**Direction A**
In the bug report about the flaky preload test, how much did running the test in several content shells in parallel raise its flakiness on the reporter's machine?
**Direction B**
List every command-line flag that the bug report passes to content_shell.
**Direction C**
Extend the bug report about the flaky preload test, beginning right after its final sentence.

New issue
Advanced search Search tips

Issue 904389 link

Starred by 1 user

Issue metadata

Status: Available
Owner: ----
Cc:
Components:
EstimatedDays: ----
NextAction: ----
OS: ----
Pri: 3
Type: Bug



Sign in to add a comment

http/tests/preload/delaying_onload_link_preload_after_discovery.html is flaky under heavy load

Project Member Reported by leszeks@chromium.org, Nov 12

Issue description

Running http/tests/preload/delaying_onload_link_preload_after_discovery.html in multiple content shells in parallel increases its flakiness from 0% to 50% (on my machine).

Example using GNU parallel:

2 concurrent tasks
$ parallel -j2 ': {}; out/Release/content_shell --run-web-tests --reset-shell-between-tests --single-process -- http://127.0.0.1:8000/preload/delaying_onload_link_preload_after_discovery.html 2>/dev/null | rg "PASS|FAIL"' ::: {1..100} | sort | uniq -c
    100 PASS Makes sure link preload preloaded resources are delaying onload after discovery

72 concurrent tasks
$ parallel -j72 ': {}; out/Release/content_shell --run-web-tests --reset-shell-between-tests --single-process -- http://127.0.0.1:8000/preload/delaying_onload_link_preload_after_discovery.html 2>/dev/null | rg "PASS|FAIL"' ::: {1..100} | sort | uniq -c
     49 FAIL Makes sure link preload preloaded resources are delaying onload after discovery assert_equals: expected 4 but got 5
     51 PASS Makes sure link preload preloaded resources are delaying onload after discovery

This flakiness seems to also be exposed by script resource controlled script streaming, with the same failure error message. Tracing suggests that in this test, resources/slow-script.pl?delay=200 is loaded twice (presumably once for the link tag, once for the injected script tag).

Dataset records
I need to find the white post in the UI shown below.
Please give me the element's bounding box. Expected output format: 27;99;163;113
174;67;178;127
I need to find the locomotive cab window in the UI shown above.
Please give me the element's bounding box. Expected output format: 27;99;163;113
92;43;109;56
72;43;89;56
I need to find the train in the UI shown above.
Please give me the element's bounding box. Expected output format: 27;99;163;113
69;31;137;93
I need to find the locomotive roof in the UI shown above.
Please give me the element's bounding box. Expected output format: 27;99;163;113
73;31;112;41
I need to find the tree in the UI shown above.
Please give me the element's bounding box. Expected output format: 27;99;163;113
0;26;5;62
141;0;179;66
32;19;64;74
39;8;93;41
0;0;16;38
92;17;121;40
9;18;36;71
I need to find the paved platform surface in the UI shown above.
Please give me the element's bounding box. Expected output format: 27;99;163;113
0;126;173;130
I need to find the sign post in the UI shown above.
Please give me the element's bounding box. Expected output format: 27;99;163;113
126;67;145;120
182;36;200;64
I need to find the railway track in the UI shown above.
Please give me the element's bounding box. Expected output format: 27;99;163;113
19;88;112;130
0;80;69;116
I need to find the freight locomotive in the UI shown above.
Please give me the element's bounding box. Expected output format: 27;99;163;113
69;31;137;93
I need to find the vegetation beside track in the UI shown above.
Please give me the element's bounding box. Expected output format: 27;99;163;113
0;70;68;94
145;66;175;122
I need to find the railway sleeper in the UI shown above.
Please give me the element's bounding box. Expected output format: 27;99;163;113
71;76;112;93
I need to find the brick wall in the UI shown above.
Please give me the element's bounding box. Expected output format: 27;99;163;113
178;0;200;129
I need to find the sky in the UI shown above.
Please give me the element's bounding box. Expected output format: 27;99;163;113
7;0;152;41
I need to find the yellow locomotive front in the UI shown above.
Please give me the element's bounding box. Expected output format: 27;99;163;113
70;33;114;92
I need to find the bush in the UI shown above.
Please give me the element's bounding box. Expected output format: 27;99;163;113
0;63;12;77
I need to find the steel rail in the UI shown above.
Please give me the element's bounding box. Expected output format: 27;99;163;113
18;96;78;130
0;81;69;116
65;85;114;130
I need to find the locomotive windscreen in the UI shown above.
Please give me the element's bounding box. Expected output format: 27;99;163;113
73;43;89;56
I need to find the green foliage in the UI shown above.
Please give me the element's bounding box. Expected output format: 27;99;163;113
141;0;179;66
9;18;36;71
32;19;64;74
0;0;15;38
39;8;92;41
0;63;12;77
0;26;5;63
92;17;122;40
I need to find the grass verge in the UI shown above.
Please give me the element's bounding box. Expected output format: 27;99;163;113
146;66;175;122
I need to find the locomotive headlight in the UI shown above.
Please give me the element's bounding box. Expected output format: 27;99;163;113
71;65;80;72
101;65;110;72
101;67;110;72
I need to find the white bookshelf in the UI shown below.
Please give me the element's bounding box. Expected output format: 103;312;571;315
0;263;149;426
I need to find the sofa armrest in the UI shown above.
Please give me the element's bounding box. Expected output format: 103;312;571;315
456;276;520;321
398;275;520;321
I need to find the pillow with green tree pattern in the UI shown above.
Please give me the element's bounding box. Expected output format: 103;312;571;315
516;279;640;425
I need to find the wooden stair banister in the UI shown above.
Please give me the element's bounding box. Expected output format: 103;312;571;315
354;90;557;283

* * *

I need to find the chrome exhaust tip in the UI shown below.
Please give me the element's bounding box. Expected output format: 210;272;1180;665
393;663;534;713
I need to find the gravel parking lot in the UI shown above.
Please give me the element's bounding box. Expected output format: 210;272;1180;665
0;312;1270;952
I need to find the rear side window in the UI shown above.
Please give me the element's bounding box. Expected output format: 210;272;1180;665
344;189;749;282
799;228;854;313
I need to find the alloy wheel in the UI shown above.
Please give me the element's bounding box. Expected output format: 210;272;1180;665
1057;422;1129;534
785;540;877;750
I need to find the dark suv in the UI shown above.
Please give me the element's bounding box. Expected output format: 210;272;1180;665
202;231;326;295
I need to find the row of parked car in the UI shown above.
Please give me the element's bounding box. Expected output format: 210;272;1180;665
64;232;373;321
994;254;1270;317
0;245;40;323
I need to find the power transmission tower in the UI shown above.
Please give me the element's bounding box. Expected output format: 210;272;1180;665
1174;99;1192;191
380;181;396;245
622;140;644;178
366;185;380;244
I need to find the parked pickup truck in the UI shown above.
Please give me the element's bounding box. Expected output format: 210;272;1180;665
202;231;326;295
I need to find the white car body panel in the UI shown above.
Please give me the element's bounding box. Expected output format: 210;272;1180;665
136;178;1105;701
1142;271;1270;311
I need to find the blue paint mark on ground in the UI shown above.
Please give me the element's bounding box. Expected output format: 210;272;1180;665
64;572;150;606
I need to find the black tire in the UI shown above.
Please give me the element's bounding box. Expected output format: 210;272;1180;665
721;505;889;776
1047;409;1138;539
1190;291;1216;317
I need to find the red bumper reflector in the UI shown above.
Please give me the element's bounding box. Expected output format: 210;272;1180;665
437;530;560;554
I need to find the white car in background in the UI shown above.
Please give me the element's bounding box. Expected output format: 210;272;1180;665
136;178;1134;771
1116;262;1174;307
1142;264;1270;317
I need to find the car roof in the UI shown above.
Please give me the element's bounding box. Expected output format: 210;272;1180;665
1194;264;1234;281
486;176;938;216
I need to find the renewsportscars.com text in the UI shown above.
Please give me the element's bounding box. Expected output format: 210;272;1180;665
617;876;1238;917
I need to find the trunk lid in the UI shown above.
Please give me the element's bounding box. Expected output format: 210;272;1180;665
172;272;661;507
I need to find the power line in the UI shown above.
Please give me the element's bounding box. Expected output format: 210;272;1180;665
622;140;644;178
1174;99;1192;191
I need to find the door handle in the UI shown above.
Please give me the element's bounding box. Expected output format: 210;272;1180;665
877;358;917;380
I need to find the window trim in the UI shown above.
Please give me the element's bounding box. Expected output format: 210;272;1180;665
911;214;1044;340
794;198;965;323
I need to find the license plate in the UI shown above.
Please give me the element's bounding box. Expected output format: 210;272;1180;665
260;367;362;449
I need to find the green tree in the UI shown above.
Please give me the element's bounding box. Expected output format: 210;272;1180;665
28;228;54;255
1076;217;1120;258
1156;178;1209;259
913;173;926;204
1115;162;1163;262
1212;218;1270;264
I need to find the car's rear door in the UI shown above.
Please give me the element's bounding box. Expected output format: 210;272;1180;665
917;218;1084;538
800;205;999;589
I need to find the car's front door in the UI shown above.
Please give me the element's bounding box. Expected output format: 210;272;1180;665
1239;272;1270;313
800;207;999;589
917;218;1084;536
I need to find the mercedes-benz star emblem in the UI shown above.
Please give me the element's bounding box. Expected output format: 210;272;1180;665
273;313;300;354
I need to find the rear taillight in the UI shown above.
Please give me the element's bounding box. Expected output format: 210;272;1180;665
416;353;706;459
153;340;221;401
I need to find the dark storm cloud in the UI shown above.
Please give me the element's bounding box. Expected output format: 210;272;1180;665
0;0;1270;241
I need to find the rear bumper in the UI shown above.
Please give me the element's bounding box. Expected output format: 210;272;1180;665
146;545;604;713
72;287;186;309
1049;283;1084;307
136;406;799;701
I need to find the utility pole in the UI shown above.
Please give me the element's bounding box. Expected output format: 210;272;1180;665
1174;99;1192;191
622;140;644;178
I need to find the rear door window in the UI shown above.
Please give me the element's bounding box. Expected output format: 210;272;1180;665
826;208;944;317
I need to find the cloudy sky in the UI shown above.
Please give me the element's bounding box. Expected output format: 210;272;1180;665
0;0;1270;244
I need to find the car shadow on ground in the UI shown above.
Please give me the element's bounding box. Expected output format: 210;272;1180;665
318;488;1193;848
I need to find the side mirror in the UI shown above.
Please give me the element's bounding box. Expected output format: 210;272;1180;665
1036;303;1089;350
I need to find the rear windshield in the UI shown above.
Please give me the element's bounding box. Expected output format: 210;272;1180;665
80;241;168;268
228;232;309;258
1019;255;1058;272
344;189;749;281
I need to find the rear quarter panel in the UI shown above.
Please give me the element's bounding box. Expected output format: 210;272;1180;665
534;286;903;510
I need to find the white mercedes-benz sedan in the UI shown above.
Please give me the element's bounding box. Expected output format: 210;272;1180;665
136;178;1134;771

**Written answer A**
It rose from 0% to 50%.

**Written answer B**
--run-web-tests, --reset-shell-between-tests, --single-process

**Written answer C**
 
A bit of printf-debugging suggests that this is because the script is being reloaded, because Resource::HasCacheControlNoStoreHeader() is returning true (?!)

Positive case:
URL: http://127.0.0.1:8000/resources/slow-script.pl?delay=200 (link preload, no matching preload)
RequestResource: http://127.0.0.1:8000/resources/slow-script.pl?delay=200 kLoad
URL: http://127.0.0.1:8000/resources/slow-script.pl?delay=200 (link preload matched)
RequestResource: http://127.0.0.1:8000/resources/slow-script.pl?delay=200 kUse
URL: http://127.0.0.1:8000/resources/slow-script.pl?delay=200 (not link preload, preload matched)
RequestResource: http://127.0.0.1:8000/resources/slow-script.pl?delay=200 kUse
URL: http://127.0.0.1:8000/resources/slow-script.pl?delay=200 (not link preload, no matching preload)
RequestResource: http://127.0.0.1:8000/resources/slow-script.pl?delay=200 kUse
PASS Makes sure link preload preloaded resources are delaying onload after discovery

Negative case:
URL: http://127.0.0.1:8000/resources/slow-script.pl?delay=200 (link preload, no matching preload)
RequestResource: http://127.0.0.1:8000/resources/slow-script.pl?delay=200 kLoad
URL: http://127.0.0.1:8000/resources/slow-script.pl?delay=200 (link preload matched)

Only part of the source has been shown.